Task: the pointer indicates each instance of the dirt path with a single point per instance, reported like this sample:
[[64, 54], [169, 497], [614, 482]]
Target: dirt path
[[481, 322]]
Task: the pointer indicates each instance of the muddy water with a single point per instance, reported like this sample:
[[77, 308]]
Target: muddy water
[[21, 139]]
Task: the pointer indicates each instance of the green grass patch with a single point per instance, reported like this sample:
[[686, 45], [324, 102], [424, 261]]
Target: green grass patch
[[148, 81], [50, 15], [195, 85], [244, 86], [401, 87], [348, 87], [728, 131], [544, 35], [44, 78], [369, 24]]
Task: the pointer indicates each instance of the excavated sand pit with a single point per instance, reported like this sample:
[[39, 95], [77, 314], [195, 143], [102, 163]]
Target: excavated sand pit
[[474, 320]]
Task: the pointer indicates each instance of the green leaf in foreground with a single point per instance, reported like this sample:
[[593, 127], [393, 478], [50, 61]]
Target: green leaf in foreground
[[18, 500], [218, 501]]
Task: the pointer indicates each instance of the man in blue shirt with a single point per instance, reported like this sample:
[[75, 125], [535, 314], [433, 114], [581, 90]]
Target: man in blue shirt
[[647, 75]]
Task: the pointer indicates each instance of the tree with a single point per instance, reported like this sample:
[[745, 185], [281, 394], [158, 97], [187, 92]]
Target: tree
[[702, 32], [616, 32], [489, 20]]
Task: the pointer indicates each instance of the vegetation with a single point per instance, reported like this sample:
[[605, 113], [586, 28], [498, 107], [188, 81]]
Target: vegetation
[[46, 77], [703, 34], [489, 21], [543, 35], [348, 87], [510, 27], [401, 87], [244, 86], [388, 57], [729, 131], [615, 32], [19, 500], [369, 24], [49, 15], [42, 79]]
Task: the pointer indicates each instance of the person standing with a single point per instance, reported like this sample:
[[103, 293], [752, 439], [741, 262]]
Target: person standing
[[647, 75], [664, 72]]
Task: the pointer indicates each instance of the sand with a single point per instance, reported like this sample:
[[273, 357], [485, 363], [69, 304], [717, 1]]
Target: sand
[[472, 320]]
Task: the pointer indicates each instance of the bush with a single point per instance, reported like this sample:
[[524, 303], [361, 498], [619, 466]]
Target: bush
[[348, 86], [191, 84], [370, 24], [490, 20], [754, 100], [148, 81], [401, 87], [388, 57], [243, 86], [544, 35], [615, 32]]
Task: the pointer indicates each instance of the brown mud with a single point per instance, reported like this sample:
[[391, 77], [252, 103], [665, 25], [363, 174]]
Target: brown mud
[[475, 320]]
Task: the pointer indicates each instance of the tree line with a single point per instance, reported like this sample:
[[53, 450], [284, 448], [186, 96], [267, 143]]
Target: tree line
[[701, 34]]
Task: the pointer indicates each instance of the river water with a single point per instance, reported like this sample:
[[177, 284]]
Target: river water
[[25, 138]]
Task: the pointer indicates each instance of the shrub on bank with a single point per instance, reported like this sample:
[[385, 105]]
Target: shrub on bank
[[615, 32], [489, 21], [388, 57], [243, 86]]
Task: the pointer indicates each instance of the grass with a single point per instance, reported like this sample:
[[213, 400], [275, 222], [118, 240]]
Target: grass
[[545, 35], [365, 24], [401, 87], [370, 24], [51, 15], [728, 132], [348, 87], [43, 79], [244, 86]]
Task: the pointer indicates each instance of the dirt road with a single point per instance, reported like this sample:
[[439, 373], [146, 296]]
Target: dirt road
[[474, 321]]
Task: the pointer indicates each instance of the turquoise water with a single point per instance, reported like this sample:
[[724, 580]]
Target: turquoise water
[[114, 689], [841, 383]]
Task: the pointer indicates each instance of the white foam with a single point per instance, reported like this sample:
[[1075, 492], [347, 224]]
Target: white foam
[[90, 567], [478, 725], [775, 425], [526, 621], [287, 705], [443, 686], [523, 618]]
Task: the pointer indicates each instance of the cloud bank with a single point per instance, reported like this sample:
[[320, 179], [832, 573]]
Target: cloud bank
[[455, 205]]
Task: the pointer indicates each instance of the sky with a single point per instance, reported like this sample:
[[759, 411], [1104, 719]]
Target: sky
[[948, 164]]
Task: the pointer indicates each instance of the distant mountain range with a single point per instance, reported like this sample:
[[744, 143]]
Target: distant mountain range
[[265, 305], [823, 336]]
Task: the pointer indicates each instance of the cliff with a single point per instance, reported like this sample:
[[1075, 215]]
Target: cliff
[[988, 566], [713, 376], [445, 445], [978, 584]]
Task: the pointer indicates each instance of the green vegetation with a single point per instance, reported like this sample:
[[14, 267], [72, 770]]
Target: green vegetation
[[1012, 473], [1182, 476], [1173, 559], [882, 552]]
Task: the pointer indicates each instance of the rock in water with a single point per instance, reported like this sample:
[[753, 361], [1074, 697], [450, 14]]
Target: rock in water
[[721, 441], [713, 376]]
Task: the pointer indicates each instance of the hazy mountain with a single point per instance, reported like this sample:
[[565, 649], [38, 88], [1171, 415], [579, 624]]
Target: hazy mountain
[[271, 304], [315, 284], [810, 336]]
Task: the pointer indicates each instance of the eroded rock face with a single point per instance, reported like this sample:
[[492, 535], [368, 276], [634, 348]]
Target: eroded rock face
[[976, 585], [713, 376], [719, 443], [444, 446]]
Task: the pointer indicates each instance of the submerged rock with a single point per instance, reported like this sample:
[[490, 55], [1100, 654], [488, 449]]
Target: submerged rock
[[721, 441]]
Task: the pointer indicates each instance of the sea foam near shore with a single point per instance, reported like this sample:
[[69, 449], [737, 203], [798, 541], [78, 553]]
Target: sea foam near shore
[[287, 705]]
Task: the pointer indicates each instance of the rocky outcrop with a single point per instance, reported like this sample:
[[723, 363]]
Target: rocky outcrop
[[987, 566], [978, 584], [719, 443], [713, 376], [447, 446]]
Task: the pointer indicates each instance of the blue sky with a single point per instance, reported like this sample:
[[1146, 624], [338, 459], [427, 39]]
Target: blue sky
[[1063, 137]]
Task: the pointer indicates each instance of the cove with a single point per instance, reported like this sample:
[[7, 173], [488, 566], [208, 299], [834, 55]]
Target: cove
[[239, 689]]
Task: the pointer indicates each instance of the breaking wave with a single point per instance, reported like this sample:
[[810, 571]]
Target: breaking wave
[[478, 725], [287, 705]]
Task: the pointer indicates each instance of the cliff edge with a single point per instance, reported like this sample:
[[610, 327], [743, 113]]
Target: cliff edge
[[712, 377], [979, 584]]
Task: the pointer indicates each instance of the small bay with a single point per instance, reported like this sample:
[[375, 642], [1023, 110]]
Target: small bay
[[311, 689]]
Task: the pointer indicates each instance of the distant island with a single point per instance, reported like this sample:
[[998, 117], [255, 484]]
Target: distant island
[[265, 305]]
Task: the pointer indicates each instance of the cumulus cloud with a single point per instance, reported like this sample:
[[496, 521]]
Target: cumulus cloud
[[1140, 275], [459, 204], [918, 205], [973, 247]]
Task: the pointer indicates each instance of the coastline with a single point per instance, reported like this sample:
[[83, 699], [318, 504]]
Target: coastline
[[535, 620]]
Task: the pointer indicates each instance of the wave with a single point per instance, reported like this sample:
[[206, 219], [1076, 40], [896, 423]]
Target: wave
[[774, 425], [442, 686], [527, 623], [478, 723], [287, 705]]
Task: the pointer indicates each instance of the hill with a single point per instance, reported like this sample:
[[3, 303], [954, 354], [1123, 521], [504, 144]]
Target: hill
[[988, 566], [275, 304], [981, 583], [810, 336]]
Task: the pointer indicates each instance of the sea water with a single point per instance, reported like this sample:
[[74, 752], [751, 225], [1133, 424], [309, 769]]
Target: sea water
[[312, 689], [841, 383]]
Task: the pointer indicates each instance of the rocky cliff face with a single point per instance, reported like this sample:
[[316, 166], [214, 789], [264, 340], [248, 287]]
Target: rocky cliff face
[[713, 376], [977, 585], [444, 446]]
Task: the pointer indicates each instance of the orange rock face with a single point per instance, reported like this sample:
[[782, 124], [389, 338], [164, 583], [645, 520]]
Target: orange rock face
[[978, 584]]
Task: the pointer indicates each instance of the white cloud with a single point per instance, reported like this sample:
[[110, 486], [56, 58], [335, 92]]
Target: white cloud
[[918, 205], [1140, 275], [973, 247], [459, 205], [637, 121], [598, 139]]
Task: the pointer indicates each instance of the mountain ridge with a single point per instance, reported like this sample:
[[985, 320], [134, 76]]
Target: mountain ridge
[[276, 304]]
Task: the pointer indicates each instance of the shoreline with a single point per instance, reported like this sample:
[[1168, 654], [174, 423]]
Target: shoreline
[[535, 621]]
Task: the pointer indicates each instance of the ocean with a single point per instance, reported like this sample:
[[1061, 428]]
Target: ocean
☆ ☆ ☆ ☆
▶ **What the task requires**
Find each line in the material above that carries the string "ocean", and copy it.

▶ **Task output**
Task: the pointer indicates each instance of the ocean with a single point per instance, reported like this sample:
Target: ocean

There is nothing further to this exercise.